Going down the data below, set down exactly the line with "Target: boeing 737-400 titles" and each line after it through the line with "Target: emergency exit door"; no other lines.
**** INPUT DATA ****
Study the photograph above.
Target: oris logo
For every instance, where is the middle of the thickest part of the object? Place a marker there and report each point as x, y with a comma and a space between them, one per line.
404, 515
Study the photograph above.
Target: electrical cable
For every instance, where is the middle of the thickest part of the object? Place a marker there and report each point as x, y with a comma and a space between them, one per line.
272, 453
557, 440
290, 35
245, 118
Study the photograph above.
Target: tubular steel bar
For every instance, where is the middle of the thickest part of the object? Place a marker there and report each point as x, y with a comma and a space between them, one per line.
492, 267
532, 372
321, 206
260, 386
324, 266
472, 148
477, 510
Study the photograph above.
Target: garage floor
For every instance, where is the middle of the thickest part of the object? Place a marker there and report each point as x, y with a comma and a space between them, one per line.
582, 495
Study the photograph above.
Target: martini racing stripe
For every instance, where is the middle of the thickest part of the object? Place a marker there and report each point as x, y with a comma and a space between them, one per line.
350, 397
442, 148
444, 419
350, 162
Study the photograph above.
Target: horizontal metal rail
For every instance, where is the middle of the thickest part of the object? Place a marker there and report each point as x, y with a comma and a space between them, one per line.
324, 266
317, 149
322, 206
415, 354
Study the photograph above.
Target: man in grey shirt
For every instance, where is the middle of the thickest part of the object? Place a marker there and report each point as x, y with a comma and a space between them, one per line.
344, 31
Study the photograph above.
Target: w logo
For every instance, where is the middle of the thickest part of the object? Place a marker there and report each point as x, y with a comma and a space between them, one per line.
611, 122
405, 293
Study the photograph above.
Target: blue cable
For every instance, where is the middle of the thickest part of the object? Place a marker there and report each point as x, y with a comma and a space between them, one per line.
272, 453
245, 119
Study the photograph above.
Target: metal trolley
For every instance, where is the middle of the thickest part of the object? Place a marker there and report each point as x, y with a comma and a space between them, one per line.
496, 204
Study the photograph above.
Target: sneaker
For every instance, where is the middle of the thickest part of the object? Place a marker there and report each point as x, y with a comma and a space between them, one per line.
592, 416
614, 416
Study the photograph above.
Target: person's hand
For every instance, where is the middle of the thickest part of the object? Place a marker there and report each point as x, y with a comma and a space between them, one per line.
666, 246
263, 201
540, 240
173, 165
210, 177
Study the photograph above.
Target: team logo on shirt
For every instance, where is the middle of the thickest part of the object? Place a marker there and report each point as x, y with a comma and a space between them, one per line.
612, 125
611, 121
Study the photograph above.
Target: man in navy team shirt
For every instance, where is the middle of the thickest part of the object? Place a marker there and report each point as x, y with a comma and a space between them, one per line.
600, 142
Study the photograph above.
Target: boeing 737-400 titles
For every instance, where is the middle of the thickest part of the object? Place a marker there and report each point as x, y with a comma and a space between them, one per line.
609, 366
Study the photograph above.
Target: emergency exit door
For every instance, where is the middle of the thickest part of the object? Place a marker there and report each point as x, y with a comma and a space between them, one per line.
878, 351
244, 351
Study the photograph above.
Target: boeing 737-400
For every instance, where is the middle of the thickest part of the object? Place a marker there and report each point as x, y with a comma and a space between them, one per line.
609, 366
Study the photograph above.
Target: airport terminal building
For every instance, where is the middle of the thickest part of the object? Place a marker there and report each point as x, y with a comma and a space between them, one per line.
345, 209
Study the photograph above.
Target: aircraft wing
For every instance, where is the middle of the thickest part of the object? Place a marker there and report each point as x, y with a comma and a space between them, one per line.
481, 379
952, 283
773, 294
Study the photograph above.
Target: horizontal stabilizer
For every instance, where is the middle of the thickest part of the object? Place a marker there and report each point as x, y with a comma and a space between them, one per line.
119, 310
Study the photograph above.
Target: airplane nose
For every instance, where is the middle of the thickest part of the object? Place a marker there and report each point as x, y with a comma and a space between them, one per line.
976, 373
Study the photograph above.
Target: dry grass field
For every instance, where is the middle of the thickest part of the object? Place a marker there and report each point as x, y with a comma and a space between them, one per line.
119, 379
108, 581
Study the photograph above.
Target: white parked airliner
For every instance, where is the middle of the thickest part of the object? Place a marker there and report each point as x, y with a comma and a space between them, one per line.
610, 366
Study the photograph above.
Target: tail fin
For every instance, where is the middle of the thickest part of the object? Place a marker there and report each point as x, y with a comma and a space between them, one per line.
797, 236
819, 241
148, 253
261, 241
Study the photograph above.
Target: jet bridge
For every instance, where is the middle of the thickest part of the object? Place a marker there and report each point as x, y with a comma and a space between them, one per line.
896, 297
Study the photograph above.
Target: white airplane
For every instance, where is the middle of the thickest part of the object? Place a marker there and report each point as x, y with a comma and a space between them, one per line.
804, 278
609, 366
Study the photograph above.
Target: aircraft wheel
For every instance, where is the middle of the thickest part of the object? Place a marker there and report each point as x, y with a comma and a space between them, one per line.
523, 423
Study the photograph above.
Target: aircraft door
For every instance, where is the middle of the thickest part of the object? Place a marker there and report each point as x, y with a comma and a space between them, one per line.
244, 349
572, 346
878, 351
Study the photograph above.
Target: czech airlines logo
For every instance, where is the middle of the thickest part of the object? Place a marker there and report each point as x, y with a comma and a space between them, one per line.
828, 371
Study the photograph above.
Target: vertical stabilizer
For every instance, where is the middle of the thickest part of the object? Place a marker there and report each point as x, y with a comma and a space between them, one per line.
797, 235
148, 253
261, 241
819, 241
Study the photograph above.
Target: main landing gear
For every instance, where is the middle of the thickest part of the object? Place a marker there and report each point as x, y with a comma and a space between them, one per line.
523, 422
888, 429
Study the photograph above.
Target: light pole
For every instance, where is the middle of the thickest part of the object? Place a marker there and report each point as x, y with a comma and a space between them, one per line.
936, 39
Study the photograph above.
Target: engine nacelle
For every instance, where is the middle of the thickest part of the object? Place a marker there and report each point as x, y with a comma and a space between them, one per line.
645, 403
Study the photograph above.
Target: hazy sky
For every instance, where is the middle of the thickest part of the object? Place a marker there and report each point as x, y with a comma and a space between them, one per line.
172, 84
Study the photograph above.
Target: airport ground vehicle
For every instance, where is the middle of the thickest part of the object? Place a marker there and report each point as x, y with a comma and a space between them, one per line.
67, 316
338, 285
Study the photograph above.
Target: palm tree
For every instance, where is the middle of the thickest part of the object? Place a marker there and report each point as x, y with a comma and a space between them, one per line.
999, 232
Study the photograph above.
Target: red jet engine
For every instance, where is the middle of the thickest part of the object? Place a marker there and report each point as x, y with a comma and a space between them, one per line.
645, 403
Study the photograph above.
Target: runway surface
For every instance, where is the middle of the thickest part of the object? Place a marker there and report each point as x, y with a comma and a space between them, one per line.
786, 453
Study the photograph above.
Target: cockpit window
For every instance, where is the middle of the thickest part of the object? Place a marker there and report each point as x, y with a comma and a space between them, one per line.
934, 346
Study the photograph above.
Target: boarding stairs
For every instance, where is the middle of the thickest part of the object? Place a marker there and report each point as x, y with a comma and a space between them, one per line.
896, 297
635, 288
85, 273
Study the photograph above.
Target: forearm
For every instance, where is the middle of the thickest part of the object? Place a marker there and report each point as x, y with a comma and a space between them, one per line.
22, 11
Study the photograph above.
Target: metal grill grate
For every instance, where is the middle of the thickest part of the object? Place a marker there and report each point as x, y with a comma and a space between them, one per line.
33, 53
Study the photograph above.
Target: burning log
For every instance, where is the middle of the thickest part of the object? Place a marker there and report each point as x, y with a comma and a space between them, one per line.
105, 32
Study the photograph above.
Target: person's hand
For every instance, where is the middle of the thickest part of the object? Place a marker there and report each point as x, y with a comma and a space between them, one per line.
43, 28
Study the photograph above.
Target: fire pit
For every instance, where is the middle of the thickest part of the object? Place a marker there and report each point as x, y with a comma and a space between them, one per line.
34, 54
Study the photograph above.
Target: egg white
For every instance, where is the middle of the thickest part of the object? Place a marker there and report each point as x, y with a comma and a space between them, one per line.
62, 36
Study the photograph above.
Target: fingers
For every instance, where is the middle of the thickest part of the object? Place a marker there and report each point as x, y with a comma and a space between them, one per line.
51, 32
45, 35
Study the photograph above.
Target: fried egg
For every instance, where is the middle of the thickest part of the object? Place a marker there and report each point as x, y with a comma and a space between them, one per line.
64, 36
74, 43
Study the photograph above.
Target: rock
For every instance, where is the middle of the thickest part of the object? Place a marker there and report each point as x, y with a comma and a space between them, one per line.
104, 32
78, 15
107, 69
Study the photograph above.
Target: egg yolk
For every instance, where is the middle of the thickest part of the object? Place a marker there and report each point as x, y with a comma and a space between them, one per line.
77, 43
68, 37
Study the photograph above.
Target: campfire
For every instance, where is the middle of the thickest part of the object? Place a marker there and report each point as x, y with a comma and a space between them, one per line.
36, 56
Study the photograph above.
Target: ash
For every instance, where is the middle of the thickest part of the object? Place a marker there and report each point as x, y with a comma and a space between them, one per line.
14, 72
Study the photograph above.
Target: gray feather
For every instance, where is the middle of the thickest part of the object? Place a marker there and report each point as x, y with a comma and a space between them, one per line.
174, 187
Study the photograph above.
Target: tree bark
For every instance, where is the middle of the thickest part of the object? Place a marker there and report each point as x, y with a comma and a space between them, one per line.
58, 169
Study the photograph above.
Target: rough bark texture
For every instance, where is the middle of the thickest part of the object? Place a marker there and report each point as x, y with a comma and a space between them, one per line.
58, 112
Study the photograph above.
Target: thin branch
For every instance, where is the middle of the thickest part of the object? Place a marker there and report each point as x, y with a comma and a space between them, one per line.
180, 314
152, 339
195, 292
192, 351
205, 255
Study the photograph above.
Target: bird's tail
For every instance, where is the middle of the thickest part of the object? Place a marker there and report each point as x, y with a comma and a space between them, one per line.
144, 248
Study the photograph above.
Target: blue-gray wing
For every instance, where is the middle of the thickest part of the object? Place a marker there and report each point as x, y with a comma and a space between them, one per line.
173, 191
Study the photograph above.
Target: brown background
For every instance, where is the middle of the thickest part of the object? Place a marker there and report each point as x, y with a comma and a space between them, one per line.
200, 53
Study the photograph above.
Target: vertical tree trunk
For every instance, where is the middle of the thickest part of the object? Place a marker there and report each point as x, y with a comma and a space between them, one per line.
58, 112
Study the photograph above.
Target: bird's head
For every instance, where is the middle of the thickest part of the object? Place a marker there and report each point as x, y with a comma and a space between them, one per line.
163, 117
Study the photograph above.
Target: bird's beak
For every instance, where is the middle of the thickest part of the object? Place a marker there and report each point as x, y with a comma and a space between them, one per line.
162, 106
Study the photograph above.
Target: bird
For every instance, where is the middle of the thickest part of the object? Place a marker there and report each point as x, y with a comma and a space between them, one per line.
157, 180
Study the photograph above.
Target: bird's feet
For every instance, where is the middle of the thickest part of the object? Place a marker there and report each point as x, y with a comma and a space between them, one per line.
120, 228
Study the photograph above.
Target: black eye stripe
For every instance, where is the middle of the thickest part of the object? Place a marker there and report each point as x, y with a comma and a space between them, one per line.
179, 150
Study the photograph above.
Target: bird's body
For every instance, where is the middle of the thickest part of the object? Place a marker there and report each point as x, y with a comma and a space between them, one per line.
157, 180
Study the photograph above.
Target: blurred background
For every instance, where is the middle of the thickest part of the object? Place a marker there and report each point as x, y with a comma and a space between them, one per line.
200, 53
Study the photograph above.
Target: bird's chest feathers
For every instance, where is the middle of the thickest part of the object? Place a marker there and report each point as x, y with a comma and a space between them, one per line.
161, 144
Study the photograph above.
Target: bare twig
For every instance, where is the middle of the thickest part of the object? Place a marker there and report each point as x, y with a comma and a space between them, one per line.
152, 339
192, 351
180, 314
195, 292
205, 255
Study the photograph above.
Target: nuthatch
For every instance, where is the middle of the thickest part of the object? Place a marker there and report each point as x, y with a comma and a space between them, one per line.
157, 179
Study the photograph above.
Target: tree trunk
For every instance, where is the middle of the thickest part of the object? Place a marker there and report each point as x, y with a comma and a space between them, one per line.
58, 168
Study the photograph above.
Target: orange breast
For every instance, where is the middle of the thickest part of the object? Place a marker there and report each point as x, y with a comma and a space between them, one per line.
****
* THE ANSWER
Target: boeing 737-400 titles
For every instance, where is the middle of the thickest part of the object? Place a marker there and report each point as x, y with a comma and a space between them, one per line.
609, 366
Study the photograph above.
Target: emergency exit door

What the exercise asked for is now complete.